Firefox 4 Browser Forensics, Part 5

We're nearing the end of my series on Firefox 4 forensics (click here for the full list). Media coverage has finally started to make people aware of how much their online behavior is tracked, and the addition of "Private Browsing" modes in all major browsers is making browser anti-forensics easier than ever. This means we'll probably encounter it in our investigations.

First, I'll cover actions that prevent the creation of artifacts: turning "Remember History" off and using "Private Browsing" mode. Then I'll cover various some methods of destroying artifacts that have been created. I won't be covering third-party products.

Preventative antiforensics

To test "Private Browsing" mode, I activated private browsing, searched for Nmap and downloaded the latest version and then closed Firefox. First, I wanted to see if the page was listed in the browser history, so I opened places.sqlite and queried: "select * from moz_places where url like '%nmap%';" No result.  Same with searching for 'input' in typed_urls, no cookies from the domain and nothing in the download history either. However, the google search for "nmap", many nmap images, the websites http://nmap.org, and http://nmap.org/download.html all appear in the browser cache with the appropriate timestamps and fetch count. This, plus having the creation time of the downloaded file, tells us exactly what the user did and when.

Turning off browsing history is pretty easily done, it's front-and-center on the "Privacy" tab in options. Default is "Remember history", but there are custom history settings as well as just "off". To test the artifacts, I turned off browsing history, googled "metasploit", and downloaded the latest version. As is expected, nothing is appearing in moz_places (browsing history). Nothing's showing up in the cache or the download history, so oddly enough turning off browsing history protects privacy better than "Private Browsing" mode. That means the only possibilities for detection are outside of Firefox, such as using the operating system to track who was logged in when the downloaded file was created and who executed it.

Note, this is accurate at the time of writing, for the current version of Firefox (4.0.1). Once this is made known, it's entirely possible that any of these behaviors will change. You should always run your own testing to confirm behavior before trusting it in a case.

Evidence destruction

But what if the target of our investigation didn't know in advance that he needed to cover his tracks? Firefox has several options to remove recorded data, from the selective to the blunt.

• DATASET EXTRACT:

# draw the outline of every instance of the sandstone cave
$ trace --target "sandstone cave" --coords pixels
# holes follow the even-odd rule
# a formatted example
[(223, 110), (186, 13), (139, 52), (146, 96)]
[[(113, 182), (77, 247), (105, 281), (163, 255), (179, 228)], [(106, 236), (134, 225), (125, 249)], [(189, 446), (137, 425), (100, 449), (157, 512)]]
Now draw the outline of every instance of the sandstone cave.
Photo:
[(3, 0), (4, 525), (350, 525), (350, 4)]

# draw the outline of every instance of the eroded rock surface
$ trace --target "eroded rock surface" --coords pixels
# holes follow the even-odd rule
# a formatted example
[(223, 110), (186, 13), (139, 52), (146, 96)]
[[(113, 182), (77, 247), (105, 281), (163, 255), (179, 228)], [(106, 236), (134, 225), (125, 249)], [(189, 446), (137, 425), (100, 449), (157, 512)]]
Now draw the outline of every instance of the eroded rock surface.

• YOUR TASK: Carry the text on Firefox 4 forensics forward from its final sentence. The records have no connection to the Firefox forensics text.

• THE ANSWER:
The most selective way to remove data is through the history pane. If you open the history pane and right-click on a history item, you can select "forget this site". Let's imagine this is a "violation of policy" case: browsing porn at work. I browsed to www.pornhub.com and started a video streaming to get a good cache. Opening up the history, it looks like Pornhub connected to several other porn sites, so if our suspect didn't make sure to forget all of the relevant sites there would still be evidence of their illicit browsing. In this case, however, I'm going to make sure and forget about all of them. After "forgetting" all the sites, there are no traces left in places.sqlite. There's evidence that sites were forgotten because of the gap in id numbers, but no indication of what was formerly there. Interestingly, using "forget this site" completely destroys the cache, but only removes the selected site(s) from the browsing history. This is a clear sign of evidence destruction, and the deleted cache files could likely be recovered from unallocated space or from backups (such as Volume Shadow Copy).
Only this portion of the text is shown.